→ **What you will do**
Copy all of the rows below verbatim, leaving out the picture.
# Start of Recorded data
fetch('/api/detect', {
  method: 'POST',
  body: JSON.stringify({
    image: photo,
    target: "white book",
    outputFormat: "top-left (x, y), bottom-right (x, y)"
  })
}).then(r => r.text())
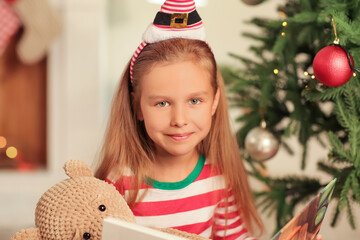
top-left (101, 217), bottom-right (188, 240)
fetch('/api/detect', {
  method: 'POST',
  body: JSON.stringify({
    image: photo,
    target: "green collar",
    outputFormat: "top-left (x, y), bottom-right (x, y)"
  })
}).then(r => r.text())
top-left (148, 155), bottom-right (205, 190)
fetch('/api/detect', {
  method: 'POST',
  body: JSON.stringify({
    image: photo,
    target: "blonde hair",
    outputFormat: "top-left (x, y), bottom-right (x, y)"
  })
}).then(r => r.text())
top-left (95, 39), bottom-right (263, 235)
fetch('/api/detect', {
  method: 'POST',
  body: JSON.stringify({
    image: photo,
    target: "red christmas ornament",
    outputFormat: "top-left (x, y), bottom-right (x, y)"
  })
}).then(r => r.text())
top-left (313, 45), bottom-right (354, 87)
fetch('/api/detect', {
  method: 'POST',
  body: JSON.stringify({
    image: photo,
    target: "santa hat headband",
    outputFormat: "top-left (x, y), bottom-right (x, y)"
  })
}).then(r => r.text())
top-left (130, 0), bottom-right (205, 83)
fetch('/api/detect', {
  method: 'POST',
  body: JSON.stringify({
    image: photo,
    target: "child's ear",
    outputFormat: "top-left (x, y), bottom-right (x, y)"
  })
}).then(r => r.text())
top-left (211, 88), bottom-right (220, 115)
top-left (131, 92), bottom-right (144, 121)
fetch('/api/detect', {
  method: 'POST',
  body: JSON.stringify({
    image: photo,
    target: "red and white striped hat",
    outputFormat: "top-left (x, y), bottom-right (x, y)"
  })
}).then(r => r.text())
top-left (130, 0), bottom-right (205, 82)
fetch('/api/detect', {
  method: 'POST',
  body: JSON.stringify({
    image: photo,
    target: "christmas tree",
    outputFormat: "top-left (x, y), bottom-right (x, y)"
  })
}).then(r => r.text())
top-left (222, 0), bottom-right (360, 234)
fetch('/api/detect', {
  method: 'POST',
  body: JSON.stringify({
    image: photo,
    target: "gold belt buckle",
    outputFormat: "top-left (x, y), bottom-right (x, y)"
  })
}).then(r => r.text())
# End of Recorded data
→ **Reply to the exercise**
fetch('/api/detect', {
  method: 'POST',
  body: JSON.stringify({
    image: photo,
    target: "white book",
    outputFormat: "top-left (x, y), bottom-right (x, y)"
  })
}).then(r => r.text())
top-left (101, 217), bottom-right (188, 240)
fetch('/api/detect', {
  method: 'POST',
  body: JSON.stringify({
    image: photo,
    target: "green collar",
    outputFormat: "top-left (x, y), bottom-right (x, y)"
  })
}).then(r => r.text())
top-left (148, 155), bottom-right (205, 190)
fetch('/api/detect', {
  method: 'POST',
  body: JSON.stringify({
    image: photo,
    target: "blonde hair",
    outputFormat: "top-left (x, y), bottom-right (x, y)"
  })
}).then(r => r.text())
top-left (95, 39), bottom-right (263, 235)
fetch('/api/detect', {
  method: 'POST',
  body: JSON.stringify({
    image: photo,
    target: "red christmas ornament",
    outputFormat: "top-left (x, y), bottom-right (x, y)"
  })
}).then(r => r.text())
top-left (313, 45), bottom-right (354, 87)
fetch('/api/detect', {
  method: 'POST',
  body: JSON.stringify({
    image: photo,
    target: "santa hat headband",
    outputFormat: "top-left (x, y), bottom-right (x, y)"
  })
}).then(r => r.text())
top-left (130, 0), bottom-right (205, 83)
fetch('/api/detect', {
  method: 'POST',
  body: JSON.stringify({
    image: photo,
    target: "child's ear",
    outputFormat: "top-left (x, y), bottom-right (x, y)"
  })
}).then(r => r.text())
top-left (211, 88), bottom-right (220, 115)
top-left (131, 92), bottom-right (144, 121)
fetch('/api/detect', {
  method: 'POST',
  body: JSON.stringify({
    image: photo,
    target: "red and white striped hat",
    outputFormat: "top-left (x, y), bottom-right (x, y)"
  })
}).then(r => r.text())
top-left (130, 0), bottom-right (205, 82)
fetch('/api/detect', {
  method: 'POST',
  body: JSON.stringify({
    image: photo,
    target: "christmas tree",
    outputFormat: "top-left (x, y), bottom-right (x, y)"
  })
}).then(r => r.text())
top-left (222, 0), bottom-right (360, 234)
fetch('/api/detect', {
  method: 'POST',
  body: JSON.stringify({
    image: photo,
    target: "gold belt buckle",
    outputFormat: "top-left (x, y), bottom-right (x, y)"
  })
}).then(r => r.text())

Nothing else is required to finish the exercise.